* SUPPLIED DATA:
################
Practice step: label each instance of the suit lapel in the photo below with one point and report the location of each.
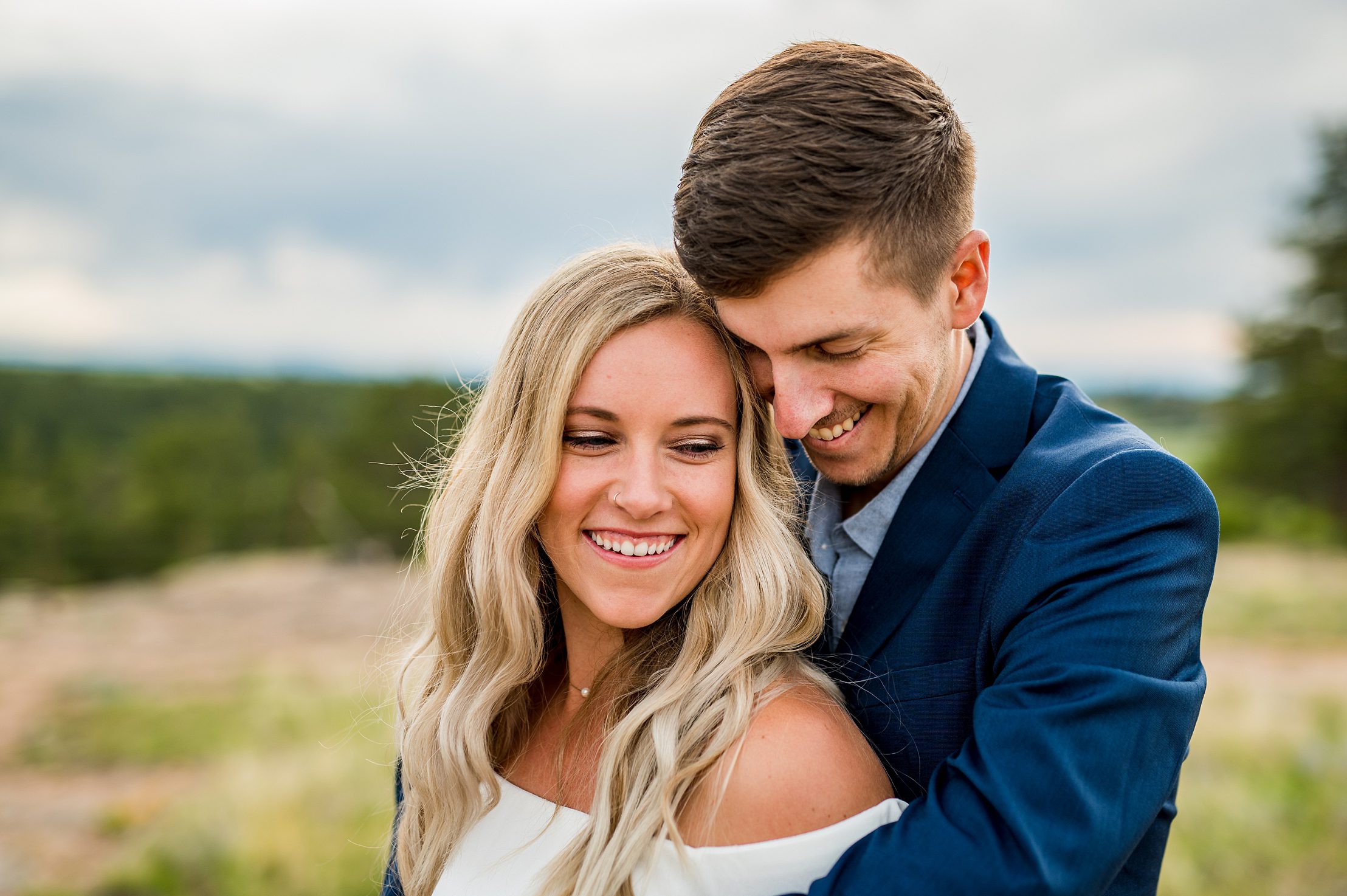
(988, 433)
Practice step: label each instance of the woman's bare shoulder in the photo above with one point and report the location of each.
(802, 766)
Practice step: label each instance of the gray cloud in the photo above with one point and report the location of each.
(190, 185)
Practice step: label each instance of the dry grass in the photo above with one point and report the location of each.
(220, 732)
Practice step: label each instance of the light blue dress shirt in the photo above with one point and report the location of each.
(845, 549)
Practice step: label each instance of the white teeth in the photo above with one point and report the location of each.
(829, 433)
(632, 549)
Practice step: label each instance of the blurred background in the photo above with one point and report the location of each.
(248, 251)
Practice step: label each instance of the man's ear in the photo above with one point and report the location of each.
(969, 278)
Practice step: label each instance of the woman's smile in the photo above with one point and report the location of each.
(632, 550)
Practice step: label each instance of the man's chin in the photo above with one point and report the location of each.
(847, 474)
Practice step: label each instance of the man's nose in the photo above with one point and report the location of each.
(798, 403)
(641, 489)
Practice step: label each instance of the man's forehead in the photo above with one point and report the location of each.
(757, 322)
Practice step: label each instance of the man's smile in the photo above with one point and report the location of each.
(838, 432)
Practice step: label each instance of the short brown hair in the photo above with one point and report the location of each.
(822, 142)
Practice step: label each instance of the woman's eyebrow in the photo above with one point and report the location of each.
(593, 412)
(683, 421)
(702, 421)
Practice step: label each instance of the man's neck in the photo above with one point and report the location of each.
(855, 499)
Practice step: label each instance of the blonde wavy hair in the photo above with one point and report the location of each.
(681, 693)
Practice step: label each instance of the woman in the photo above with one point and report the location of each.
(612, 695)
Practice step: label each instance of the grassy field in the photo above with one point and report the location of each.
(222, 731)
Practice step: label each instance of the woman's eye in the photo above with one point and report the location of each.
(698, 449)
(590, 441)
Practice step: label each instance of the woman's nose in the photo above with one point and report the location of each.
(641, 491)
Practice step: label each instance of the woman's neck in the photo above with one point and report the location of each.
(589, 646)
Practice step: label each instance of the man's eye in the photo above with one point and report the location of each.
(839, 356)
(588, 441)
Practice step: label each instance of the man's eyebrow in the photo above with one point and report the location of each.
(830, 337)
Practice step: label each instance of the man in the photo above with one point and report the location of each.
(1018, 576)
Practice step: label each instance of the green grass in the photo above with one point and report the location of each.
(297, 822)
(107, 724)
(1264, 817)
(1292, 598)
(297, 795)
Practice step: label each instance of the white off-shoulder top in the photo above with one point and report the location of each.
(507, 850)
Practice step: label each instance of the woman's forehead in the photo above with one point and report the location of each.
(672, 367)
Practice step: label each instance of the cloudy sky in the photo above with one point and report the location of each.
(373, 189)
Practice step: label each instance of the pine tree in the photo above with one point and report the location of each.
(1288, 424)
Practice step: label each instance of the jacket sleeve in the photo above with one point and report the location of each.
(1093, 695)
(392, 883)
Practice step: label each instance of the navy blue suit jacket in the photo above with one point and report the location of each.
(1024, 652)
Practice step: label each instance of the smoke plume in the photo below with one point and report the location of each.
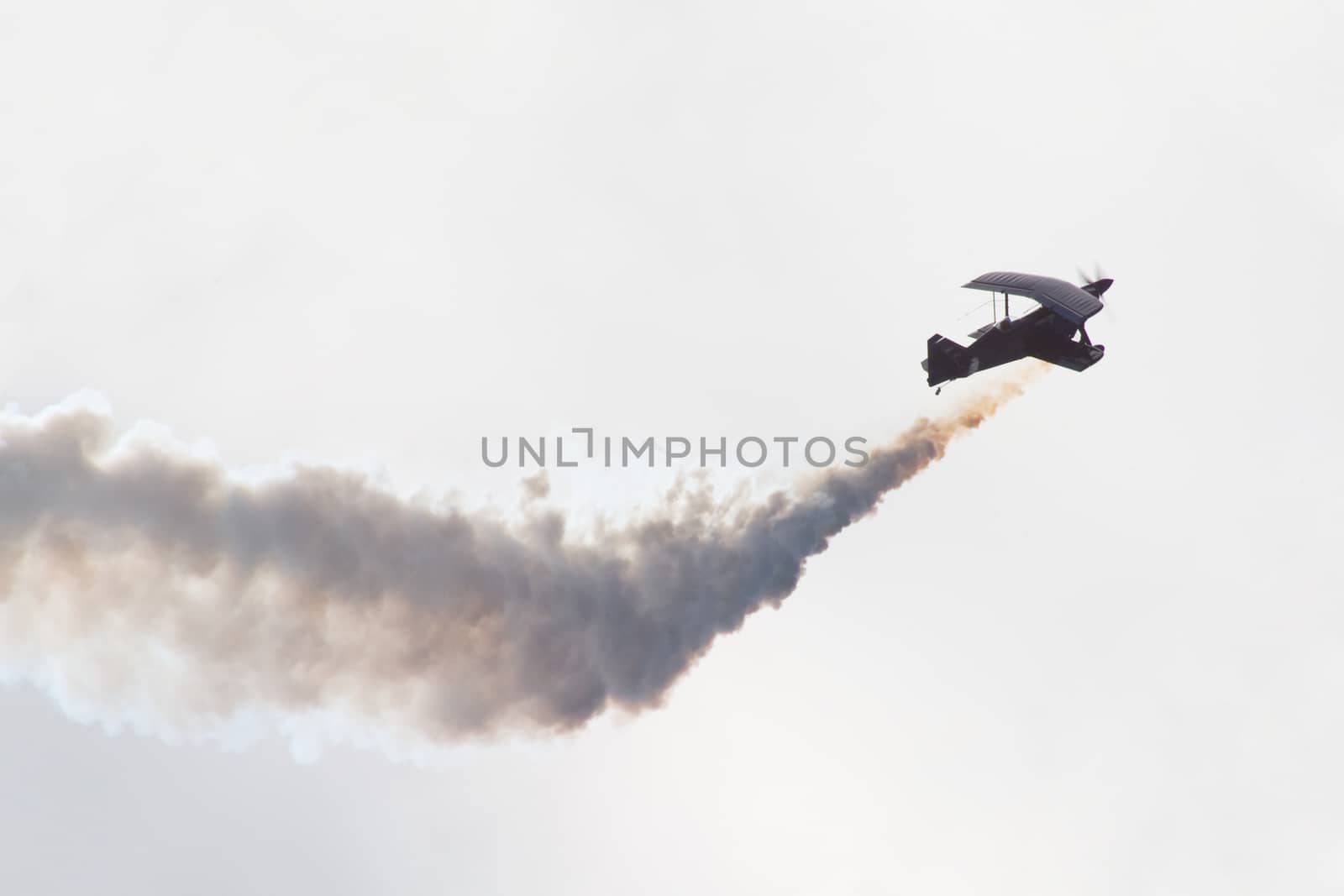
(150, 587)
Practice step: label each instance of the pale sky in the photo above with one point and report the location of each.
(1095, 649)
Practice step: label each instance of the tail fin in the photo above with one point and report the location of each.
(947, 360)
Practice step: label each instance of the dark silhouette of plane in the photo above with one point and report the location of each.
(1046, 332)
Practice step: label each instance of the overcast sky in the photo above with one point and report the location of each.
(1095, 649)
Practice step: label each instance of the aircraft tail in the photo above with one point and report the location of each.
(947, 360)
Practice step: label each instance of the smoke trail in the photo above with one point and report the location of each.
(145, 586)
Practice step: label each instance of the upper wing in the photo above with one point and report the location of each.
(1062, 297)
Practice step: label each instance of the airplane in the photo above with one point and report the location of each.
(1046, 332)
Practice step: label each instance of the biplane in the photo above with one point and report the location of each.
(1054, 332)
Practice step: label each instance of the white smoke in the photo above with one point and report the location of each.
(145, 586)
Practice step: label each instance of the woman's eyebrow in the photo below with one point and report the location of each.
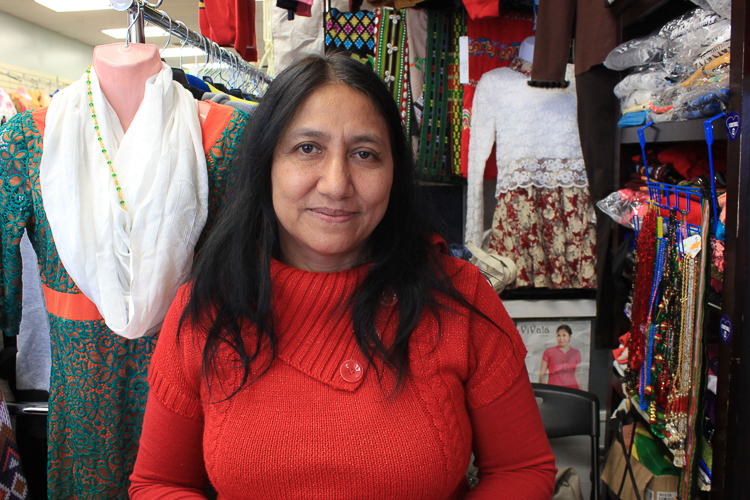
################
* WHAT YOU ARE ASKED TO DO: Leaving the pictures out, give back each line above exactly.

* RESPONSE:
Practice step: label each instance of the suit lapel in the photo below with one point and report the location of each.
(988, 433)
Practice step: label each instance of the woman's bare shoulder in the photo above with one point and report the location of each.
(802, 766)
Practice step: label each instance of the gray cloud in the photo above with one point and report the location of each.
(190, 185)
Practice step: label each instance of the dry grass in the photo above with one point and report the location of each.
(220, 732)
Practice step: label each instance of the light blue dress shirt in the photo above with one point and report the location of each.
(845, 549)
Practice step: label each instance of the white teeth in the photo above with one point and report the location of each.
(829, 433)
(632, 549)
Practice step: label each instance of the blurred background in the photo above with one point and report the location of each.
(248, 251)
Practice step: label each instance of the man's ear in the photo above with one point and report the location of each.
(969, 278)
Practice step: label each instance of the woman's smile in the photo above with one point and report the location of each.
(632, 550)
Practice step: label each instance of the man's chin in the photo above with one point and report the location of each.
(847, 474)
Practice step: label each instance of the man's nose in the photo above with one point and report the location of each.
(798, 403)
(641, 489)
Practice step: label each instance of the man's forehead in the photo above with one point and report the location of each.
(757, 322)
Practice step: label each instance of the man's smile in the photo above with one point and report the location of each.
(838, 432)
Practice step: label each instance of the short brown hair in the photo above with one point and report the location of each.
(822, 142)
Practice step: label each instance of the woman's eyebrow in the photo above with one point and report the location of each.
(593, 412)
(683, 421)
(702, 421)
Practice step: label each instance of the man's neck in the photo above with one point and report the location of each.
(855, 499)
Practice step: label each instance of the blonde wavy hair in the photo above with one point and report the location of each.
(681, 693)
Practice step: label each instance of the woman in the photo above with one point and report the location of each.
(612, 695)
Practice step: label each instance of the grassy field in the photo above with one point and report the location of each.
(222, 731)
Practice step: label each instance of the woman's eye in the photo above with one point and report the location of each.
(698, 449)
(590, 441)
Practice step: label each instance of the woman's nose in the photo above with one point and report the location of each.
(641, 491)
Practice step: label each instance of the woman's neck in the photo above with one point and report the location of each.
(589, 646)
Practice step: label each instance of the man's eye in the photo above with one point and report the location of each.
(839, 356)
(588, 441)
Practice step: label each instance of the man's eyebrow in the photo above with one point and report the location of each.
(830, 337)
Practice step: label each instance of the man in the photo above with one point and report the location of each.
(1018, 576)
Practice step: label each instance of the green grass in the photo above with one point and report the location of each.
(297, 822)
(107, 724)
(1264, 817)
(1292, 598)
(297, 795)
Practice step: label each instance of the white off-shoulder top in the photo above with one point and report the location of each.
(507, 850)
Practice step: label each instance of the woman's forehead in the photo above with one point and report the location of each.
(672, 367)
Practice step: label each instance of the cloudy sky in the photo above with one point and report the location of each.
(373, 189)
Practice step: label each instance of the pine tree in the photo above with one point and report the location of each.
(1288, 424)
Practice step: label each instance of the jacket sleeve in the photo above with one point and report the location of each.
(1093, 695)
(392, 883)
Practice step: label each instance of the navy blue suit jacket in the photo above with one point and report the location of each.
(1024, 652)
Practice step: label each instance of the smoke plume in the photo below with one point and report the location of each.
(150, 587)
Practice step: label each instance of the pale sky in the photo above with one point and report the location of each.
(1095, 649)
Practice step: label each instance of the tail fin in the photo above with one point and report the location of each.
(947, 360)
Practice step: label each instance of the dark silhouette of plane in the photo above with one point and report the location of each.
(1046, 332)
Practice step: label each instance of the overcast sky in the photo above with one point and report the location of each.
(1095, 649)
Practice step: label each instance of the aircraft tail in the photo above with one point and report the location of each.
(947, 360)
Practice step: label each instance of the smoke trail in the photo above with one point and report the location of each.
(145, 586)
Practice step: label each instance of the upper wing in the photo above with one point and report the location of each.
(1062, 297)
Practice step: label each instance of the airplane in the photo above with one point and report the location of each.
(1046, 332)
Practice step: label each instance of the biplane in the photo above with one point and report the location of each.
(1054, 332)
Practice step: label each instance of the white smoke in the photo above with one point and report the location of each.
(145, 586)
Practice step: label each instance of the woman's eyebrow in the photo below with one point and report the location of each.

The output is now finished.